Given problem 1
Reproduce the mythology passage below, from "Hera learned of" up to and including "touch his waters.", without changing a word.

According to the Roman poet Ovid, one day as Callisto was returning from the hunt, she lay down to rest in a thick grove of trees. Zeus saw how beautiful she was and that she was alone, and decided she was a conquest worth the danger of his wifes wrath. Knowing that Callisto was a follower of Artemis, Zeus tricked her by appearing to her as the goddess. Callisto was delighted to see her mistress and was receptive to her kisses and embraces. Zeus gave away his disguise and ravaged Callisto, who tried to resist, but Zeus was stronger. From their encounter, Callisto bore a son, Arcas.

Hera learned of her husbands liaison with Callisto and saw the birth of Arcas as a further insult. She turned Callisto into a bear in order to strip her of the beauty that Zeus had so appreciated. When Arcas was 15 years old, he was out hunting and met the bear that was his mother. She recognized him and began to approach him, but he didn't know her and prepared to throw his javelin. Zeus saw what was happening and turned them into two neighboring constellations. Callisto was transformed into the constellation Ursa Major (Great Bear) and Arcas into Ursa Minor (Little Bear). Hera was angry that her rival and rivals son should be displayed in the night sky for all to see, so she made the sea god Poseidon agree that he would never let the two touch his waters.

The Inner Moons
Between the large Galilean moons and giant Jupiter are four small moons: Metis, Adrastea, Amalthea, and Thebe. Voyager discovered all in 1979 except for Amalthea, which was discovered in 1892. Nearly all of the stories behind their mythological names are on the theme of Jupiter's early life.

Metis
Zeus visited Metis, a Titaness, when he was very young and she gave him counsel on how to overthrow his father Cronos. Her name means knowledge and she is described by Hesiod as she who knows most of gods and mortal men. Later when Zeus became king of the gods, he seduced Metis. Some stories even say she was Zeus's first wife, before Hera. But a prophecy said that she was fated to bear a son who would overthrow Zeus. When she became pregnant, Zeus followed the advice of his grandparents, Uranus and Gaia, and swallowed her whole in order to avoid the fate of being overthrown. Later, Athena was born out of the head of Zeus. She is presumably the child whom Metis would have borne. As the closest moon to Jupiter, Metis is aptly named, since it seems most in danger of being swallowed by the huge planet.

Entries supplied
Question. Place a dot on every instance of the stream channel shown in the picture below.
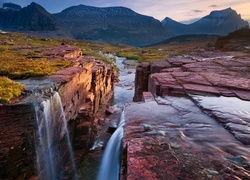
(123, 93)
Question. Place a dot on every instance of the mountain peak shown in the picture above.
(222, 13)
(219, 22)
(11, 6)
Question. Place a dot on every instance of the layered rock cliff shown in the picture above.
(83, 89)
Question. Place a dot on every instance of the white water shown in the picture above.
(52, 127)
(110, 165)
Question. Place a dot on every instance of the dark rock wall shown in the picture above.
(17, 154)
(83, 90)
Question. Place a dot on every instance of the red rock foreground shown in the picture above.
(196, 125)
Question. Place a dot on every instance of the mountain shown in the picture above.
(217, 22)
(235, 41)
(186, 38)
(111, 24)
(31, 18)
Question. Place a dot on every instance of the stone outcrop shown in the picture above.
(171, 137)
(83, 89)
(194, 119)
(221, 74)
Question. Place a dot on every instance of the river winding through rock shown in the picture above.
(123, 93)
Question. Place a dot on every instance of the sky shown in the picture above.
(185, 11)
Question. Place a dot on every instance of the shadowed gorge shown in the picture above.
(85, 109)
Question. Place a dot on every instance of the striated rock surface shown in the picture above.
(219, 73)
(83, 89)
(193, 121)
(171, 138)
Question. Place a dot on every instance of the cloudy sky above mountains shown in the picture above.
(179, 10)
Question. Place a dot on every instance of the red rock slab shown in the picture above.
(178, 141)
(156, 67)
(206, 66)
(227, 81)
(148, 96)
(189, 77)
(225, 92)
(242, 94)
(177, 61)
(177, 69)
(231, 63)
(67, 74)
(200, 89)
(155, 161)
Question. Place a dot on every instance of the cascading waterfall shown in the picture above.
(52, 128)
(110, 165)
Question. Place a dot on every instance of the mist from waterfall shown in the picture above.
(52, 128)
(110, 165)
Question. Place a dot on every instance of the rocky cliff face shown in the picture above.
(111, 24)
(83, 88)
(217, 22)
(194, 114)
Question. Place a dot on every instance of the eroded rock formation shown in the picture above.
(194, 119)
(83, 88)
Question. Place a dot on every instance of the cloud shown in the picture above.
(197, 11)
(213, 6)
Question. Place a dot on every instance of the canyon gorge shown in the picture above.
(184, 117)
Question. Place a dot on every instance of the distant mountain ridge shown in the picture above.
(31, 18)
(217, 22)
(119, 25)
(112, 24)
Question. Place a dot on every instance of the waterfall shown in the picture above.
(110, 165)
(52, 129)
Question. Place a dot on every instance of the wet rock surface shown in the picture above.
(176, 140)
(193, 121)
(83, 89)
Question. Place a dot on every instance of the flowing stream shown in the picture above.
(52, 128)
(110, 165)
(99, 161)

Given problem 2
List every line in the records above that contains the word "cliff", copying each line in full.

Full solution 1
Hera learned of her husbands liaison with Callisto and saw the birth of Arcas as a further insult. She turned Callisto into a bear in order to strip her of the beauty that Zeus had so appreciated. When Arcas was 15 years old, he was out hunting and met the bear that was his mother. She recognized him and began to approach him, but he didn't know her and prepared to throw his javelin. Zeus saw what was happening and turned them into two neighboring constellations. Callisto was transformed into the constellation Ursa Major (Great Bear) and Arcas into Ursa Minor (Little Bear). Hera was angry that her rival and rivals son should be displayed in the night sky for all to see, so she made the sea god Poseidon agree that he would never let the two touch his waters.

Full solution 2
Question. Place a dot on every instance of the layered rock cliff shown in the picture above.
Question. Place a dot on every instance of the rocky cliff face shown in the picture above.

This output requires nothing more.